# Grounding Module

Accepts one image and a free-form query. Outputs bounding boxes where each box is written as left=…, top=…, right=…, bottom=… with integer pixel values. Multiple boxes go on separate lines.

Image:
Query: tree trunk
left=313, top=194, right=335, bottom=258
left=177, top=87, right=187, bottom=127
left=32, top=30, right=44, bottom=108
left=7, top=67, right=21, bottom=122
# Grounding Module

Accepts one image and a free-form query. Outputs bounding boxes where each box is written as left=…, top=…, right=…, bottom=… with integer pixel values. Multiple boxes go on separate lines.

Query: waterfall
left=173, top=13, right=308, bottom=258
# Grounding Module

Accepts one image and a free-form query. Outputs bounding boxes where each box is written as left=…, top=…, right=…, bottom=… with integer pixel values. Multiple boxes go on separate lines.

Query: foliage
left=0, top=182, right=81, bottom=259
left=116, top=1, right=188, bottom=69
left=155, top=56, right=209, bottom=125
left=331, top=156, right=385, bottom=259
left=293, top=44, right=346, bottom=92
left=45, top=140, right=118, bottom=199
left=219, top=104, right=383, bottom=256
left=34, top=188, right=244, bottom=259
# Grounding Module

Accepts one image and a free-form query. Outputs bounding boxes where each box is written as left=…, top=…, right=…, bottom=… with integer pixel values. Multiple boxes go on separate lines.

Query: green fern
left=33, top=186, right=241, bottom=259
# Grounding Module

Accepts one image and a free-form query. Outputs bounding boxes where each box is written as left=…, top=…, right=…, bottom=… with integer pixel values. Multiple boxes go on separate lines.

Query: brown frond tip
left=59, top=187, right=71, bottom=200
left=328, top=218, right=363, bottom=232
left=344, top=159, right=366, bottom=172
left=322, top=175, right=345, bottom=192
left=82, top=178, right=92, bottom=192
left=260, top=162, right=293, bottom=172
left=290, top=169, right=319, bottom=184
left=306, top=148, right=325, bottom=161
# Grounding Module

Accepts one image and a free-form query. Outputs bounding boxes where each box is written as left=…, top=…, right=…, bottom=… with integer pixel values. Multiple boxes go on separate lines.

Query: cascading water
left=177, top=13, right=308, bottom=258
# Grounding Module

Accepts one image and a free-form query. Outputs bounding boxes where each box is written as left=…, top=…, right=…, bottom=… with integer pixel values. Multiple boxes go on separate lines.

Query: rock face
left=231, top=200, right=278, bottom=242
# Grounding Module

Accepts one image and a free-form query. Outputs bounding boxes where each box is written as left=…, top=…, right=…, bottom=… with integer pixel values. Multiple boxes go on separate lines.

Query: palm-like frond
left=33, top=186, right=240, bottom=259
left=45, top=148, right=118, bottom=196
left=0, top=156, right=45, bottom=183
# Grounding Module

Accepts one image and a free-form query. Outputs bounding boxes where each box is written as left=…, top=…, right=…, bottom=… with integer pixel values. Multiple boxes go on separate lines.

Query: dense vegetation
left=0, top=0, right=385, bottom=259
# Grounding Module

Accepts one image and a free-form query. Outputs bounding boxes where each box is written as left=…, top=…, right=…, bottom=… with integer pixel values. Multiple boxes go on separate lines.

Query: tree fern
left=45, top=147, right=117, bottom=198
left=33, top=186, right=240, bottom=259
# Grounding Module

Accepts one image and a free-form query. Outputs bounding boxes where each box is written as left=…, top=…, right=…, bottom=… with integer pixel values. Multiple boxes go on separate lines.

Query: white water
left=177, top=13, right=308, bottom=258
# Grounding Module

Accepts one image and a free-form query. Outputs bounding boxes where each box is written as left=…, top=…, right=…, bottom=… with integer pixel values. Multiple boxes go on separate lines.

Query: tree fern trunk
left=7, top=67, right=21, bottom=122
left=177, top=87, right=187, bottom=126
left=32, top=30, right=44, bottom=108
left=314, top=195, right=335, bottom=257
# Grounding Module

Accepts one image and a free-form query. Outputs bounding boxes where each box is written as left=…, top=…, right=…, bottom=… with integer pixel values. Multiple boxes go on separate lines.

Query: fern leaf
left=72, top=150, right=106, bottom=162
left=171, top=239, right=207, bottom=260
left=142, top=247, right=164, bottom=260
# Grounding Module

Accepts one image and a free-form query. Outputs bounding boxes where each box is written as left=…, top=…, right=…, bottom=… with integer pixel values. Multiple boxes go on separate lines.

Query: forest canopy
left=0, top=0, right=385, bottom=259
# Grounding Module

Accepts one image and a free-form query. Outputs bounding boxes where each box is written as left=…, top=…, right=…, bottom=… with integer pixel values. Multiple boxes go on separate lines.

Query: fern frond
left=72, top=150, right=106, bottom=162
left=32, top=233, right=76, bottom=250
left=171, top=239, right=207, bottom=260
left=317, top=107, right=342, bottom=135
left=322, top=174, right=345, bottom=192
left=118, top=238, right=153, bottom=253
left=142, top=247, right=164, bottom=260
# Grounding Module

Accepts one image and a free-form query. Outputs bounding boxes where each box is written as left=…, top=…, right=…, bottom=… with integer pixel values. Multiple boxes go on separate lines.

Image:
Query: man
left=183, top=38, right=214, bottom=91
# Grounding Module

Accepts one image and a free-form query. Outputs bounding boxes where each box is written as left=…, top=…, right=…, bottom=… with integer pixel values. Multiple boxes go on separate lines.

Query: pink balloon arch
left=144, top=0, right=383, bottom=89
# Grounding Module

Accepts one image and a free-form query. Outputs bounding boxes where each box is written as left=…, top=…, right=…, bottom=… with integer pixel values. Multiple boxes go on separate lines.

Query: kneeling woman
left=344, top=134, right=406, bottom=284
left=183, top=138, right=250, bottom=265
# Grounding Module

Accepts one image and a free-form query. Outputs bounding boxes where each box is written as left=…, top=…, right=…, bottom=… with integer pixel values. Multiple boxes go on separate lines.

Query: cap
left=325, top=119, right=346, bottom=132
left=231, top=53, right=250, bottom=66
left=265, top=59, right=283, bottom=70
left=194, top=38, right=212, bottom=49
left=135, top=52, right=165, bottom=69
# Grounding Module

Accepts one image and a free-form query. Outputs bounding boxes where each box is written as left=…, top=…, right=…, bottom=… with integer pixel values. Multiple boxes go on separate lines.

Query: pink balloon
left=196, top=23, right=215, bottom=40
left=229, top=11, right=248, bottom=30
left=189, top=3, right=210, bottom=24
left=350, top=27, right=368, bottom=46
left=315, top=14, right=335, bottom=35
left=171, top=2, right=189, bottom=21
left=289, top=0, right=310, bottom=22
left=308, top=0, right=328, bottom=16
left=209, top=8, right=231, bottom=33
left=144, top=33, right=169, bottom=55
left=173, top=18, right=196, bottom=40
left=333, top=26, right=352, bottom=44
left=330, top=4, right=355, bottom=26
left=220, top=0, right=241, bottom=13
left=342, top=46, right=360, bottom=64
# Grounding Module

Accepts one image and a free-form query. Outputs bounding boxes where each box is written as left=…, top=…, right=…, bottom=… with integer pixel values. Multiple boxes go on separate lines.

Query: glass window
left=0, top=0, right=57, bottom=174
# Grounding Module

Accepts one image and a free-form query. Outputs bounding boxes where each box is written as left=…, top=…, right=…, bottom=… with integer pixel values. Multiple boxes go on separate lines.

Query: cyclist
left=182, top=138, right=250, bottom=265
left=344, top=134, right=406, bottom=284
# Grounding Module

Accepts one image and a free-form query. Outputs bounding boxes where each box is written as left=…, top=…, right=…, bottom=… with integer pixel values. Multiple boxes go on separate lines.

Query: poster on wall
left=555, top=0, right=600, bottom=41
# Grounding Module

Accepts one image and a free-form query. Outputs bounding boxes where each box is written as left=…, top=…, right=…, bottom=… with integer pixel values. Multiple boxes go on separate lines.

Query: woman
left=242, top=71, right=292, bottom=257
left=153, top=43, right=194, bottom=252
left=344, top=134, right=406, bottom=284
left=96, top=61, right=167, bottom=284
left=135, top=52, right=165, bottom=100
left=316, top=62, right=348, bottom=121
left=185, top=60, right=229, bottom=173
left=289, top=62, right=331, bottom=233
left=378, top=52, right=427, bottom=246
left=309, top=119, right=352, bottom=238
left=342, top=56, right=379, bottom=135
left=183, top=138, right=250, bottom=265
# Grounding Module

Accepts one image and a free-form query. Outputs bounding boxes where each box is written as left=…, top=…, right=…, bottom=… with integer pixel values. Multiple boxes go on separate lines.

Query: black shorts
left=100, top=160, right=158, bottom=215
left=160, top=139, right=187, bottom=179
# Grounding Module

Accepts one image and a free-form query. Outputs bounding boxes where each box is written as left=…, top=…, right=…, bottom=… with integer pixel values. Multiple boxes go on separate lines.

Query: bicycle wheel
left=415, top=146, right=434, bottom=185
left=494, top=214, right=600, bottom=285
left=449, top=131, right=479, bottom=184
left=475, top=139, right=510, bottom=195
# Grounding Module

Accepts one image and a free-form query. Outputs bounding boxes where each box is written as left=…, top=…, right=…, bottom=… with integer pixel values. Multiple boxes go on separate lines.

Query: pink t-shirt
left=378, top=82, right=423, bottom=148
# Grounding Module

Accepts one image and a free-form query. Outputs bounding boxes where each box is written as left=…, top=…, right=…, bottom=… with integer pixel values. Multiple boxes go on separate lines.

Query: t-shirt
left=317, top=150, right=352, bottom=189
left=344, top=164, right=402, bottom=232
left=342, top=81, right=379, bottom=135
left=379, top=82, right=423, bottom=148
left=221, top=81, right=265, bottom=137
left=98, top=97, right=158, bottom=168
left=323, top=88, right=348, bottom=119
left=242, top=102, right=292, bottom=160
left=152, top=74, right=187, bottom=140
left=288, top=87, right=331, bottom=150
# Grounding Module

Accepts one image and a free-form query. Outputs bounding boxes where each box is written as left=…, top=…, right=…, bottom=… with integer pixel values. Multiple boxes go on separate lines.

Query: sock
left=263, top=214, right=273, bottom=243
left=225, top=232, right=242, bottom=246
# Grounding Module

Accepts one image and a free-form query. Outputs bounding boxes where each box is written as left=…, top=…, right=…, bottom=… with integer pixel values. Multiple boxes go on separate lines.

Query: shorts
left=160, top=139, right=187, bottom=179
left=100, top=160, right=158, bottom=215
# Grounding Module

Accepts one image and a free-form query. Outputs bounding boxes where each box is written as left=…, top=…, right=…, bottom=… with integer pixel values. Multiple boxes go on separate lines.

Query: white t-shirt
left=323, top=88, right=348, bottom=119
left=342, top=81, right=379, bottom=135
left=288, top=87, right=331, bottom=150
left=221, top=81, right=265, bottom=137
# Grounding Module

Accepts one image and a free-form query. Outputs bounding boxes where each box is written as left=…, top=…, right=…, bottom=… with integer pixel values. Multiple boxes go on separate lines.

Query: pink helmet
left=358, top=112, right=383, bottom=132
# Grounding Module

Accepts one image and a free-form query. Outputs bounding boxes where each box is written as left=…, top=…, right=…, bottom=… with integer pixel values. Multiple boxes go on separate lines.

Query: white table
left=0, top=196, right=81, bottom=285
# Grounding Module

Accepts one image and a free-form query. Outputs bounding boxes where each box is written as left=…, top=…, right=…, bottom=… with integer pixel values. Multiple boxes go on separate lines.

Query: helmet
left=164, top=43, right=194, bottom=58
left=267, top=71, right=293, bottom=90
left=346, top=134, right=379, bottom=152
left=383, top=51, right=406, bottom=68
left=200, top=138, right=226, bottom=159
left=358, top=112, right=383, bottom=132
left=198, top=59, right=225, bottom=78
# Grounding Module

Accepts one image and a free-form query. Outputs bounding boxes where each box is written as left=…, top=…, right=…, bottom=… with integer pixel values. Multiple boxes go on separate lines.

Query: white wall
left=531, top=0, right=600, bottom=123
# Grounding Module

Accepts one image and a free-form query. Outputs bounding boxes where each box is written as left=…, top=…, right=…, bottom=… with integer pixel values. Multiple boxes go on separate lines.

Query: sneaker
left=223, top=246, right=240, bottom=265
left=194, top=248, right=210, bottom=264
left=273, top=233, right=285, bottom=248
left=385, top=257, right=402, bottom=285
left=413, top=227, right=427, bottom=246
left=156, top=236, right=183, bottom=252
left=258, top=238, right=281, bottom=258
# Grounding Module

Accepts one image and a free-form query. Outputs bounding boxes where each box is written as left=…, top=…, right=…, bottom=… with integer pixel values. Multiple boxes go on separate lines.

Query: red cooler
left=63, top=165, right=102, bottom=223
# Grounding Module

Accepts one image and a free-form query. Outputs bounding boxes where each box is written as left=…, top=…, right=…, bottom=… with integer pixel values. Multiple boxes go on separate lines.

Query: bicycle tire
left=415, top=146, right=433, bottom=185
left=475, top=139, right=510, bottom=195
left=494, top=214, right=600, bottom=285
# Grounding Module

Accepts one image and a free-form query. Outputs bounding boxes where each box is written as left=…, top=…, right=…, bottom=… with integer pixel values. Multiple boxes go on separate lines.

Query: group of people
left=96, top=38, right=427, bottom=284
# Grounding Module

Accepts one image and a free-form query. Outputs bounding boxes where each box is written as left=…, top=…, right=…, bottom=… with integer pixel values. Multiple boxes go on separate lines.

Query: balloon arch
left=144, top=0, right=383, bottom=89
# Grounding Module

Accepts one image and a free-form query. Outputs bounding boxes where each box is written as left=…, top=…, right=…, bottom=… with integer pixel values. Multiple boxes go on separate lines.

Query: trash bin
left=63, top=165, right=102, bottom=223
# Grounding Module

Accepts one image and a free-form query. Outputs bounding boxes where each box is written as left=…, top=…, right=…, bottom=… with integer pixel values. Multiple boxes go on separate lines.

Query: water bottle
━━━━━━━━━━━━━━━━━━━━
Copy the records from the start through the line containing "left=177, top=87, right=187, bottom=127", and swap "tree trunk" for "tree stump". Leave everything else unchanged.

§ Response:
# Grounding Module

Accepts one image and a free-form query. Outputs bounding boxes where each box is written as left=…, top=…, right=…, bottom=… with integer pixel values. Multiple boxes go on separate lines.

Image:
Query: tree stump
left=313, top=194, right=335, bottom=258
left=177, top=87, right=187, bottom=127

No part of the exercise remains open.